● INSTRUCTIONS FOR THE TASK:
"Where can the submerged" appears in one line of the records below. Output that line and each one after it, exactly, through the last line.

(Collected data entries)
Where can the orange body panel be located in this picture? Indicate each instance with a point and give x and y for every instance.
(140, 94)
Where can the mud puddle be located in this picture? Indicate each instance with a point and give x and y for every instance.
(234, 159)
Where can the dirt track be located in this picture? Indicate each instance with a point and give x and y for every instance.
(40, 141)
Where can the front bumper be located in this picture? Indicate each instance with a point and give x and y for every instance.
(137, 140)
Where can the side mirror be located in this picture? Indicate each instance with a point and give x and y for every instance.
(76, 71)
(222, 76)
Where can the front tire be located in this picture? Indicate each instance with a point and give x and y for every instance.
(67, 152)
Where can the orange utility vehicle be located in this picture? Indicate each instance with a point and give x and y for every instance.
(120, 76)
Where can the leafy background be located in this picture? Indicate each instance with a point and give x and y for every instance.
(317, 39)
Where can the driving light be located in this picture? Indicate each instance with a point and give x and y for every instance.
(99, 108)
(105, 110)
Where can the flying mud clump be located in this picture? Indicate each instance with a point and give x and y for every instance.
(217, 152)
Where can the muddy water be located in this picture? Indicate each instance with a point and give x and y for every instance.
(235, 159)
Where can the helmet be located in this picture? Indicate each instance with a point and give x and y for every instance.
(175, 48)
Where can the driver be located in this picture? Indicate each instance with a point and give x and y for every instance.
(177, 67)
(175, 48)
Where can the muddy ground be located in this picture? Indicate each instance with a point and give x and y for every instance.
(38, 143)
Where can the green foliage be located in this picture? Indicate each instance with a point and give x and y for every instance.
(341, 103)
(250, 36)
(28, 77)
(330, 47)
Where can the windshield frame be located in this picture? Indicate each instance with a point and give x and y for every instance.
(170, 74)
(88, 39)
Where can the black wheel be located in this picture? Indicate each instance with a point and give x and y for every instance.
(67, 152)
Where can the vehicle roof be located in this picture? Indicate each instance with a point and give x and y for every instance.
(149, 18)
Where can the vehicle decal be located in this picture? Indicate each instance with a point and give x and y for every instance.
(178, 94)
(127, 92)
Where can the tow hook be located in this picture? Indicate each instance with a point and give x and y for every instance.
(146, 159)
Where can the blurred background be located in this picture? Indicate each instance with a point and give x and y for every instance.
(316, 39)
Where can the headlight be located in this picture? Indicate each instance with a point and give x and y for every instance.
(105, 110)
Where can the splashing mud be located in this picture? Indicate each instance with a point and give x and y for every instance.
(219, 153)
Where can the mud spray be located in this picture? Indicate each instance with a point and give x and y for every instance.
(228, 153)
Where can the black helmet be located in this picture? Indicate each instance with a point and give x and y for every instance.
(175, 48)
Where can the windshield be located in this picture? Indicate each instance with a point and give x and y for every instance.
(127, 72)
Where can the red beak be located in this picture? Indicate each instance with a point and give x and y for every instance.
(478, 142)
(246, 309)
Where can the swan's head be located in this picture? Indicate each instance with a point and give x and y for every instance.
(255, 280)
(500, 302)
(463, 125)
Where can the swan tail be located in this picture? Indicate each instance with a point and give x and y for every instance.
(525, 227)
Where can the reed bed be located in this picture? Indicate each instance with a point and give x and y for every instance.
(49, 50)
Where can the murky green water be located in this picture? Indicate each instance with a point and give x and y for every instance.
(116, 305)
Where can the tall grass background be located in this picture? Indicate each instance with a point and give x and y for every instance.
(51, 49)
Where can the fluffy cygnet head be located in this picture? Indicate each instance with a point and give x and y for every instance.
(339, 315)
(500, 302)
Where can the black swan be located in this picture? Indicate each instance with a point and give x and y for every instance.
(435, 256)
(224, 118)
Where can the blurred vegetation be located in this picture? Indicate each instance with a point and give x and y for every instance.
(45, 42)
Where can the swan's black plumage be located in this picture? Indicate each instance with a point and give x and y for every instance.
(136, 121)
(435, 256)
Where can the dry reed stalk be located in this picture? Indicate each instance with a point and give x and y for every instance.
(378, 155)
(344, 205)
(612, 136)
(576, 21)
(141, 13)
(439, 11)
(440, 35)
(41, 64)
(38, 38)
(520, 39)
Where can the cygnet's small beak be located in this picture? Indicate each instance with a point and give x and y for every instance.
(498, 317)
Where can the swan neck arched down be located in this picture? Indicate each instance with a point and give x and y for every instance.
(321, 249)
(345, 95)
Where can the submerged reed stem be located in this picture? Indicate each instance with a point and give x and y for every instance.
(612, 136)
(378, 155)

● ANSWER SPACE:
Where can the submerged reed stem be located in this picture? Indicate each instance with a point and give x and y for every instance.
(612, 136)
(378, 155)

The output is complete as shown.